» **Given text**
******

The newly identified biological clock gene is located in a segment of some

100,000 DNA base pairs. It has 24 separate " exons, " or regions that code for

the protein. The sequence of the protein indicates it is a transcription

factor.

The Clock gene includes a DNA binding motif, an activation region, and sites

designed to interact with other proteins, called " dimerization domains. "

These features give important clues to how the circadian clock might

function in mice and humans.

" The fact that the Clock gene is a transcription factor provides direct

evidence that clocks in mammals may be built using a 24-hour program in which

genes are turned on and off once each day, " Takahashi said. Such a molecular

clock has been described in fruit flies and fungi, which were until now the

only organisms in which clock genes had been cloned and identified at the

molecular level........

******

» **Problem set**
[1] In the Clock gene passage, rewrite the paragraph beginning "The Clock gene includes a DNA binding motif" as a short bulleted list that keeps its main facts.
[2] Extend the Clock gene passage with a few sentences that follow on from its last sentence.

» **Study material**
******

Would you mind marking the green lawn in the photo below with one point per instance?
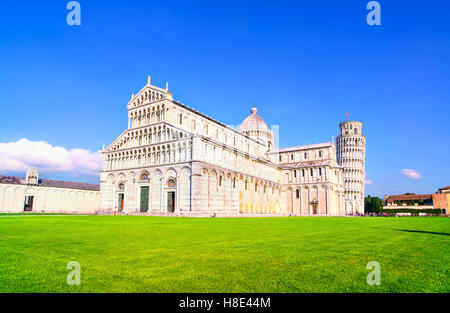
(163, 254)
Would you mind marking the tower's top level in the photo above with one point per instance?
(32, 177)
(149, 94)
(351, 128)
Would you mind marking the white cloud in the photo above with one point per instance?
(20, 155)
(410, 173)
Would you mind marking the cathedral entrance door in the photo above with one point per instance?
(314, 208)
(121, 200)
(144, 199)
(28, 203)
(171, 201)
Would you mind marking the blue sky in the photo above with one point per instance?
(303, 63)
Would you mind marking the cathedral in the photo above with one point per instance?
(174, 160)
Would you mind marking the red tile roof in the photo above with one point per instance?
(407, 197)
(50, 183)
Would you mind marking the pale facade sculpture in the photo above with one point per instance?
(175, 160)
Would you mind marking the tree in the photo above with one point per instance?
(373, 204)
(377, 205)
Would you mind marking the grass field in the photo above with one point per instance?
(163, 254)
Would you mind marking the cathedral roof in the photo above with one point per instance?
(253, 122)
(305, 147)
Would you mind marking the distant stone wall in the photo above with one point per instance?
(441, 200)
(48, 199)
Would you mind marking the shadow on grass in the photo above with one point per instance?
(422, 232)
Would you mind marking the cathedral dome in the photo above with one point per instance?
(253, 123)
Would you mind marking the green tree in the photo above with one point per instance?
(377, 204)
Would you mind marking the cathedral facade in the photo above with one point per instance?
(175, 160)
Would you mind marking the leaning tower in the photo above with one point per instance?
(351, 155)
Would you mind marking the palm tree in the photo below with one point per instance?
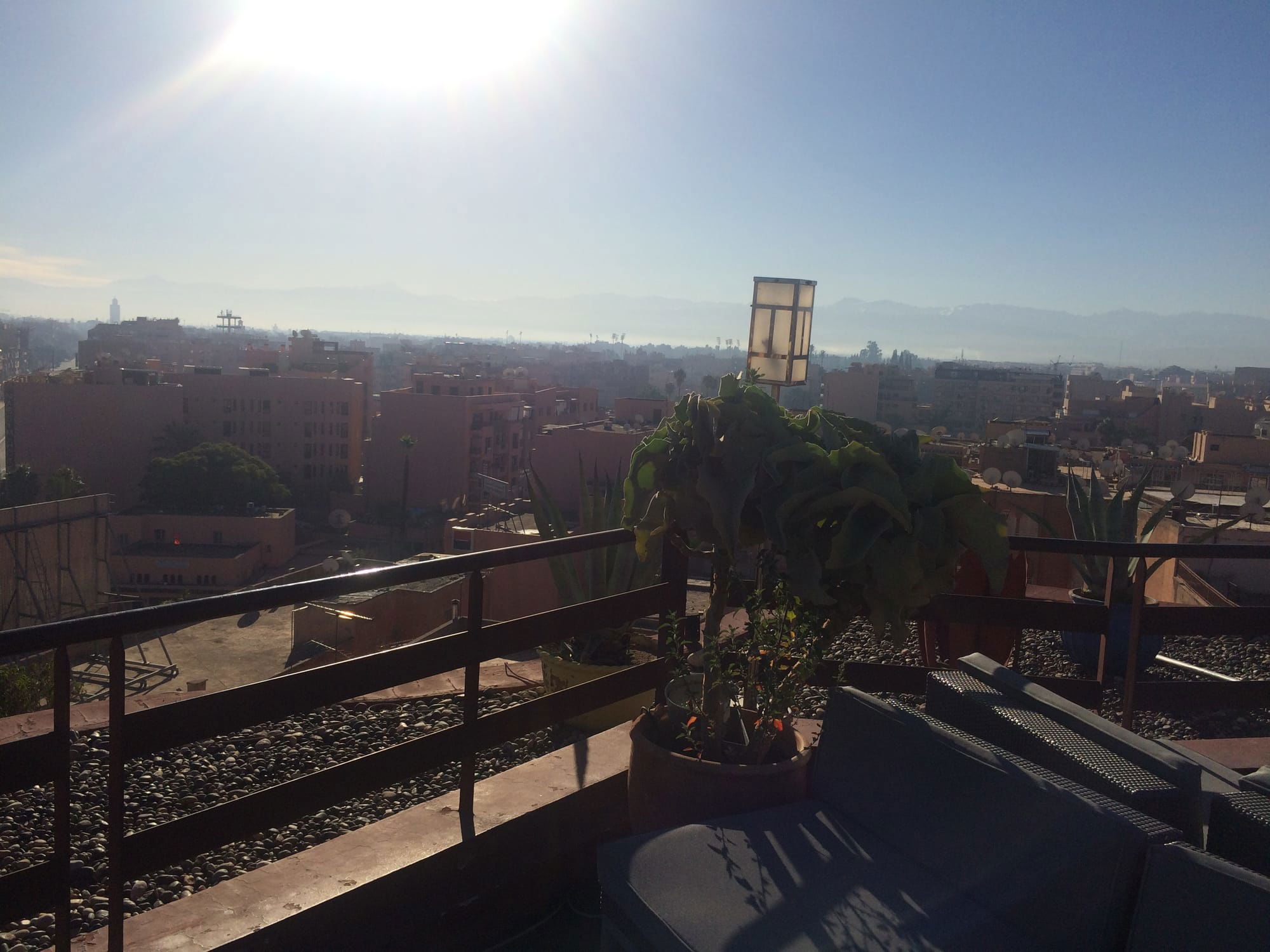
(407, 446)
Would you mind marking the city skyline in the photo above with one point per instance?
(1079, 159)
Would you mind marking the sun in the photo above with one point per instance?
(399, 45)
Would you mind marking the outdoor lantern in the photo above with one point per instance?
(780, 331)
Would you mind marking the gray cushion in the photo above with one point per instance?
(1179, 771)
(794, 878)
(1193, 901)
(1020, 847)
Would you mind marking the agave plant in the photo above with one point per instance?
(596, 573)
(1116, 520)
(860, 522)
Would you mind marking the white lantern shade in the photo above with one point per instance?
(780, 331)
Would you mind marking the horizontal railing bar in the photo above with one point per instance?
(209, 830)
(29, 892)
(73, 631)
(236, 709)
(27, 762)
(558, 706)
(520, 634)
(1151, 550)
(1023, 612)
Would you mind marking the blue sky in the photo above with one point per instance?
(1083, 157)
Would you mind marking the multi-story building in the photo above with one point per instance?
(872, 393)
(967, 398)
(472, 442)
(156, 555)
(104, 423)
(311, 430)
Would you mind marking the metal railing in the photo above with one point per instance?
(46, 757)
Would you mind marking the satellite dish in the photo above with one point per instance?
(1258, 496)
(1183, 489)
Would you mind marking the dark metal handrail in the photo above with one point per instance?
(77, 631)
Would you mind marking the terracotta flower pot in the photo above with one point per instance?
(666, 789)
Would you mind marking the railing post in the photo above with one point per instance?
(1131, 668)
(472, 692)
(63, 797)
(1103, 638)
(115, 793)
(675, 573)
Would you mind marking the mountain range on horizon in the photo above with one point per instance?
(985, 332)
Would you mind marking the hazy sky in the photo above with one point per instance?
(1081, 157)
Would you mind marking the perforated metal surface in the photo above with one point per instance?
(1239, 830)
(973, 706)
(1155, 831)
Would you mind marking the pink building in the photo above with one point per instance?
(464, 432)
(104, 425)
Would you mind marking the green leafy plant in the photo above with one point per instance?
(598, 573)
(763, 670)
(1099, 520)
(860, 522)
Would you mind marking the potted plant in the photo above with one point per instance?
(1099, 520)
(599, 573)
(858, 524)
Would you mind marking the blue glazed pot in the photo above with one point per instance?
(1083, 647)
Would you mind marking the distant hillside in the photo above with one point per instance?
(984, 331)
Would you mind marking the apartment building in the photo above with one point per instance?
(872, 393)
(967, 398)
(469, 441)
(311, 430)
(104, 423)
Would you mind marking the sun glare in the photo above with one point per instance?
(404, 45)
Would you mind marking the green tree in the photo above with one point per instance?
(20, 487)
(176, 439)
(408, 444)
(64, 484)
(211, 477)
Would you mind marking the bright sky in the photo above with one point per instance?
(1083, 157)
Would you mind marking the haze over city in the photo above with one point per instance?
(1075, 161)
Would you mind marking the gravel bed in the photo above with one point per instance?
(1043, 656)
(194, 777)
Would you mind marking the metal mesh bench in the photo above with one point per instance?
(1239, 830)
(987, 714)
(1156, 831)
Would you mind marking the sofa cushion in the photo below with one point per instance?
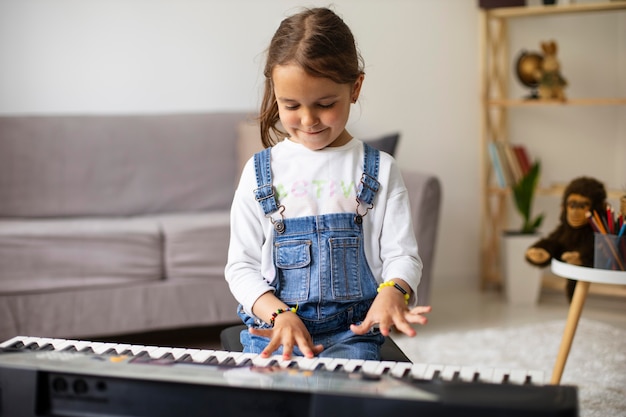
(58, 254)
(112, 165)
(196, 244)
(249, 142)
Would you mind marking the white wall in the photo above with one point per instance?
(144, 56)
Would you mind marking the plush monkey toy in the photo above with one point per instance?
(573, 239)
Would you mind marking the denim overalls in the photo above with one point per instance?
(321, 268)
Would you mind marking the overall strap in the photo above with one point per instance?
(369, 185)
(265, 194)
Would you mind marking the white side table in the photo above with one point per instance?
(585, 276)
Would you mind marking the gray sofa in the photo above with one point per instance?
(118, 224)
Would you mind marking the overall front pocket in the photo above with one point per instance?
(293, 263)
(345, 266)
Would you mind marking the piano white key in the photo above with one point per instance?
(259, 361)
(337, 363)
(78, 344)
(369, 367)
(100, 347)
(121, 348)
(322, 363)
(448, 372)
(12, 341)
(157, 353)
(432, 371)
(353, 364)
(244, 356)
(418, 370)
(400, 369)
(306, 364)
(202, 355)
(537, 377)
(517, 376)
(467, 373)
(384, 367)
(500, 375)
(485, 374)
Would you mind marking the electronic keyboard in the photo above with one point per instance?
(59, 377)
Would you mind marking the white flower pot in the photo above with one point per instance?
(522, 281)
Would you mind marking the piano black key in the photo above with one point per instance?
(185, 358)
(168, 355)
(17, 345)
(320, 367)
(211, 360)
(246, 362)
(229, 361)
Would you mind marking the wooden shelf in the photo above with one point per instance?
(555, 190)
(524, 11)
(569, 102)
(496, 104)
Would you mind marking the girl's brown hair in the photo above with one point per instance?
(318, 41)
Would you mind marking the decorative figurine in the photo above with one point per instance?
(573, 239)
(551, 83)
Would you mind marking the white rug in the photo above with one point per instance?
(596, 363)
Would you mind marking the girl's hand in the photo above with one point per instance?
(288, 331)
(389, 309)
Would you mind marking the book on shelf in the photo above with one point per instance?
(522, 158)
(497, 164)
(510, 162)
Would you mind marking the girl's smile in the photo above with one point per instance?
(313, 110)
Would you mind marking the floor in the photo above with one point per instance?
(452, 311)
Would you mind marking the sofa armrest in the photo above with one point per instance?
(425, 198)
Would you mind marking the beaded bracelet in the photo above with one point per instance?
(396, 286)
(281, 311)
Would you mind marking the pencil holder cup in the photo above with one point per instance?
(609, 252)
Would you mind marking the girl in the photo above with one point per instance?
(322, 249)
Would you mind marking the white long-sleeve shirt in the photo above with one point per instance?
(311, 183)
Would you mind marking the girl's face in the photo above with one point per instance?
(313, 110)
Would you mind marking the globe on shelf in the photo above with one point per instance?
(528, 71)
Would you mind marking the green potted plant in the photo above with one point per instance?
(522, 281)
(523, 195)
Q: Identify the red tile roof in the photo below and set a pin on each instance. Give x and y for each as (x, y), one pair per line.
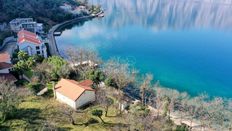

******

» **Answers for this exercise**
[1]
- The Clock gene includes a DNA binding motif.
- It has an activation region.
- It has "dimerization domains," sites that interact with other proteins.
- These features hint at how the circadian clock might work in mice and humans.

[2]
The expression of the Clock gene was found to be very high in two tissues

known to be able to generate circadian signals, the eye and the

suprachiasmatic nucleus (SCN) of the hypothalamus. Surprisingly, Clock was

also found to be expressed in other areas of the brain as well as in other

tissues including the testis, ovary, liver, heart, lung and kidney. The

widespread expression of Clock leads to the speculation that Clock may

regulate the temporal organization at many different levels in cells and

tissues in the body.....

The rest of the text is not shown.